## YOUR OBJECTIVE
This task calls for copying every line in the data below that contains the word "background".

[DATA PROVIDED — start]

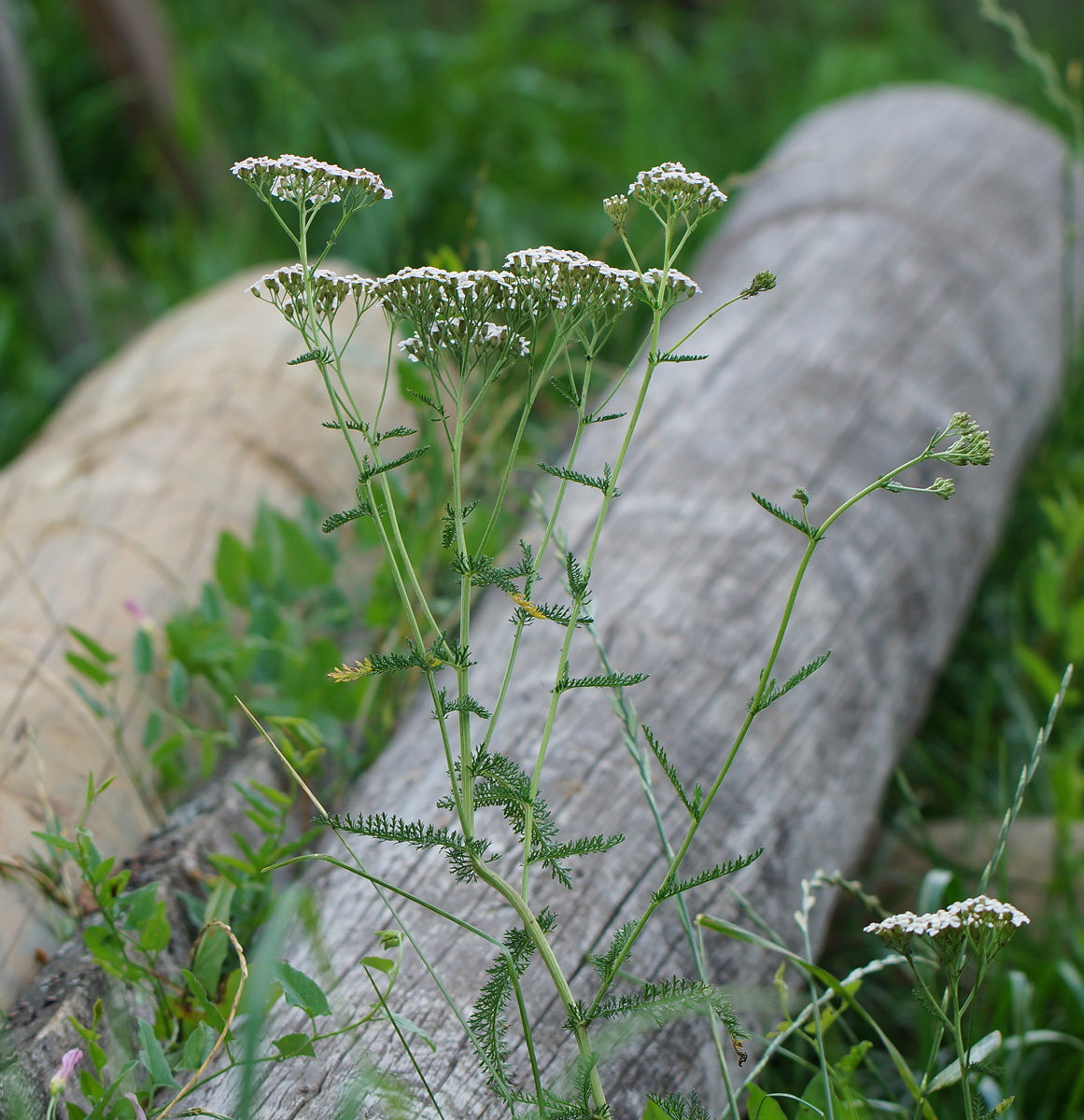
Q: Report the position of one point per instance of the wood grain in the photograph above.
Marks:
(917, 239)
(123, 497)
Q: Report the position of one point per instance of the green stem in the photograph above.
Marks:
(578, 603)
(815, 537)
(554, 967)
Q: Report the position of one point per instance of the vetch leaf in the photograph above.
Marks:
(302, 990)
(89, 669)
(297, 1045)
(198, 1046)
(152, 1057)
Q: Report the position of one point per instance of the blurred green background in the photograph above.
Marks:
(499, 124)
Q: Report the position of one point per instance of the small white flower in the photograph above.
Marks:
(672, 189)
(310, 182)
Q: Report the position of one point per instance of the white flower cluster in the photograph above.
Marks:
(310, 182)
(565, 280)
(426, 295)
(286, 289)
(671, 188)
(679, 286)
(977, 914)
(459, 336)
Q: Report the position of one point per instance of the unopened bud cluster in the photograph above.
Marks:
(616, 208)
(763, 281)
(286, 289)
(943, 487)
(971, 446)
(310, 183)
(462, 339)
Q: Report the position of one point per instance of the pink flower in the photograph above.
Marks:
(63, 1074)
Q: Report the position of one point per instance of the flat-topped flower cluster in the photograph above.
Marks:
(981, 912)
(310, 183)
(669, 188)
(285, 288)
(459, 312)
(982, 924)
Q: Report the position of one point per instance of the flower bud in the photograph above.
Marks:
(617, 208)
(63, 1075)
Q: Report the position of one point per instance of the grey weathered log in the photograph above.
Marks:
(917, 239)
(919, 244)
(123, 497)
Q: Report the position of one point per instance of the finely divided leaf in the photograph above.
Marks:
(671, 889)
(782, 515)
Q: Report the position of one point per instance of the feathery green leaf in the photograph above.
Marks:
(596, 482)
(782, 515)
(808, 670)
(602, 681)
(669, 889)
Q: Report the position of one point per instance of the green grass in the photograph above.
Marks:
(499, 124)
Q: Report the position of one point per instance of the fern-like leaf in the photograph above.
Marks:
(782, 515)
(578, 578)
(692, 805)
(554, 613)
(660, 358)
(399, 432)
(324, 357)
(671, 888)
(361, 510)
(567, 389)
(429, 402)
(605, 963)
(808, 670)
(417, 834)
(681, 1107)
(602, 681)
(487, 1019)
(371, 471)
(671, 998)
(460, 704)
(596, 482)
(551, 856)
(448, 520)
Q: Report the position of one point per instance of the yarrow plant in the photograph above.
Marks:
(962, 934)
(542, 318)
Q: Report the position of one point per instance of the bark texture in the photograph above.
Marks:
(917, 236)
(123, 497)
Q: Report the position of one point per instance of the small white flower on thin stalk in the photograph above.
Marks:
(669, 189)
(310, 183)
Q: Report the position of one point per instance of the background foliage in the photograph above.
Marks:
(500, 123)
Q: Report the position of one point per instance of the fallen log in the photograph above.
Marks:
(917, 235)
(123, 497)
(919, 244)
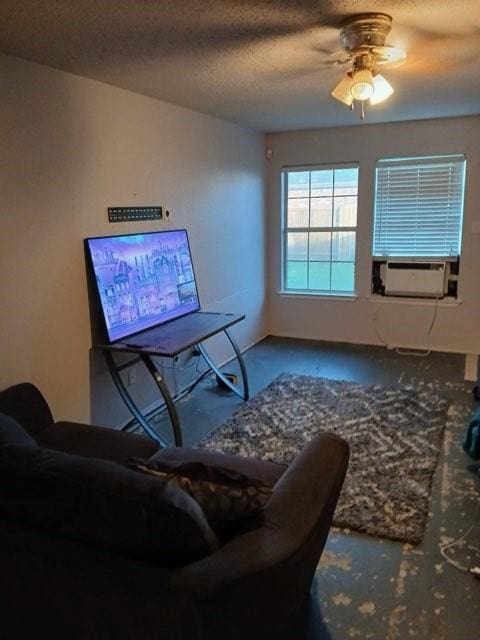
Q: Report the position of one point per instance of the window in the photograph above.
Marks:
(320, 229)
(419, 207)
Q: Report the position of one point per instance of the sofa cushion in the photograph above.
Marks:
(228, 498)
(11, 432)
(103, 503)
(26, 404)
(175, 457)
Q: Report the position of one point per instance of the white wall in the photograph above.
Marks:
(456, 328)
(71, 147)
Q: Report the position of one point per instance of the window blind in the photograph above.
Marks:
(419, 207)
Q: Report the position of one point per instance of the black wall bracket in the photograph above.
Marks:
(126, 214)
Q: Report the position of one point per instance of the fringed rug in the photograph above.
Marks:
(394, 436)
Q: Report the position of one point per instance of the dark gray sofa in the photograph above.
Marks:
(56, 586)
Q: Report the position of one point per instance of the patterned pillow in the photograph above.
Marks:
(228, 506)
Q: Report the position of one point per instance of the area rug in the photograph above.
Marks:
(394, 436)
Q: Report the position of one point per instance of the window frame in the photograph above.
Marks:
(333, 293)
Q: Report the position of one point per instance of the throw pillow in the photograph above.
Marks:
(229, 500)
(11, 432)
(103, 503)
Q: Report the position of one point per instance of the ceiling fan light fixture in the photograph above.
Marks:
(342, 91)
(362, 86)
(382, 89)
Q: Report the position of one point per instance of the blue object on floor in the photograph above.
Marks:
(471, 444)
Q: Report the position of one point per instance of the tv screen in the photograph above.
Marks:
(142, 280)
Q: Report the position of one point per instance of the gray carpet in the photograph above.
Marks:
(394, 436)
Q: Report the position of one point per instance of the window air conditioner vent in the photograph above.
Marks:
(415, 279)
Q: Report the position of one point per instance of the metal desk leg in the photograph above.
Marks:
(172, 412)
(241, 394)
(127, 398)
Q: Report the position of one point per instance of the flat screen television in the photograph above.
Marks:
(141, 280)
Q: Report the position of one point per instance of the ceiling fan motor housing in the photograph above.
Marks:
(365, 30)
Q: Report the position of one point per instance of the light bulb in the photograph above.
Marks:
(342, 91)
(362, 85)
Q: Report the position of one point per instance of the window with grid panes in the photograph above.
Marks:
(320, 229)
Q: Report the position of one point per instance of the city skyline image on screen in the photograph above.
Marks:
(143, 280)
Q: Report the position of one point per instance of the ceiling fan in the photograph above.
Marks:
(363, 38)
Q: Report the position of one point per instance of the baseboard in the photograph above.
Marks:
(369, 344)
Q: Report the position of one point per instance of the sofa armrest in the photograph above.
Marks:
(96, 442)
(268, 571)
(26, 405)
(53, 587)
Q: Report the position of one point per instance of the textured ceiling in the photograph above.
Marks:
(260, 64)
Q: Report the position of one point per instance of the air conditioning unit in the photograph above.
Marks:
(415, 279)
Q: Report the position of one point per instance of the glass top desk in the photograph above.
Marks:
(168, 341)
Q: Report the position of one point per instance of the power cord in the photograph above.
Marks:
(475, 571)
(408, 352)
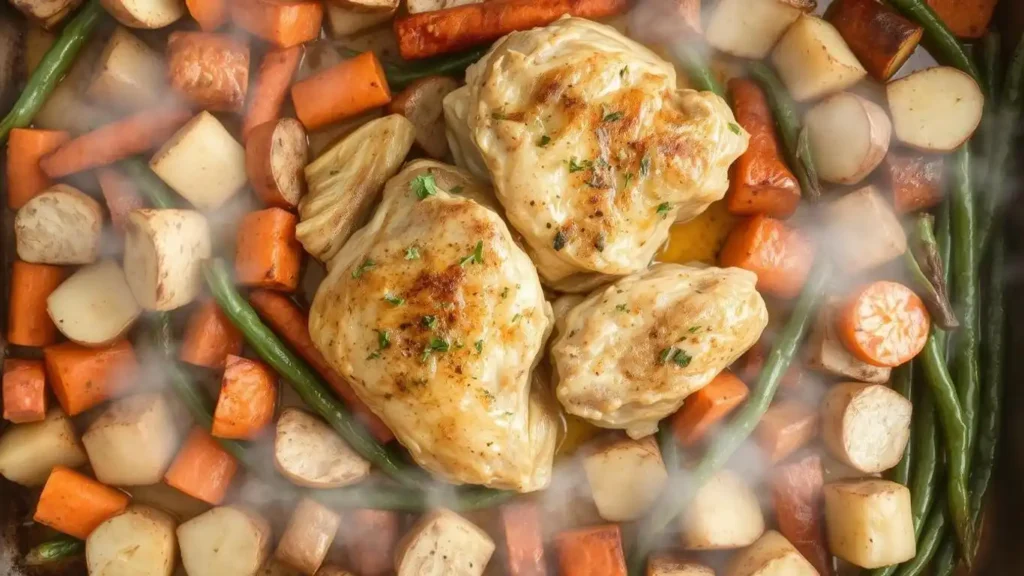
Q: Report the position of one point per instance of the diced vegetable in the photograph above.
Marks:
(140, 541)
(865, 426)
(83, 377)
(95, 305)
(626, 477)
(29, 452)
(307, 537)
(24, 391)
(202, 468)
(813, 59)
(307, 452)
(132, 442)
(849, 137)
(60, 225)
(869, 522)
(202, 162)
(772, 554)
(935, 110)
(163, 252)
(224, 541)
(781, 256)
(76, 504)
(267, 254)
(724, 515)
(863, 231)
(25, 177)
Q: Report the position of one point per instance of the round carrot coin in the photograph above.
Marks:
(884, 324)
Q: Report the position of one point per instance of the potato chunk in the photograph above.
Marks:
(869, 522)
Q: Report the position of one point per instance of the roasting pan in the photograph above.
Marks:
(1005, 532)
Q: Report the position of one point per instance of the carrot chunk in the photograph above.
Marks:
(25, 149)
(267, 253)
(210, 337)
(779, 255)
(28, 322)
(24, 391)
(202, 469)
(76, 504)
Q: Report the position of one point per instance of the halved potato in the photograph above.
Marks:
(95, 305)
(139, 541)
(935, 110)
(865, 426)
(307, 452)
(849, 137)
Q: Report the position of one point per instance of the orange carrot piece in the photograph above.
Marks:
(884, 324)
(779, 255)
(121, 196)
(523, 539)
(282, 25)
(84, 377)
(202, 469)
(76, 504)
(289, 322)
(267, 254)
(248, 395)
(28, 322)
(798, 501)
(341, 91)
(760, 181)
(708, 406)
(117, 140)
(439, 32)
(272, 81)
(24, 391)
(25, 177)
(591, 551)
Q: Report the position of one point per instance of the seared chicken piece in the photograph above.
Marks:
(437, 319)
(631, 353)
(592, 150)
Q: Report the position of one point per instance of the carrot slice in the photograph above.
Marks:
(24, 391)
(884, 324)
(76, 504)
(708, 406)
(248, 395)
(202, 469)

[DATA PROVIDED — finish]

## SOLVED EXERCISE
Q: Report the position of one point per instance of the blurred green background in the photograph above.
Q: Report the position of one point per instance of the background foliage in the photograph above.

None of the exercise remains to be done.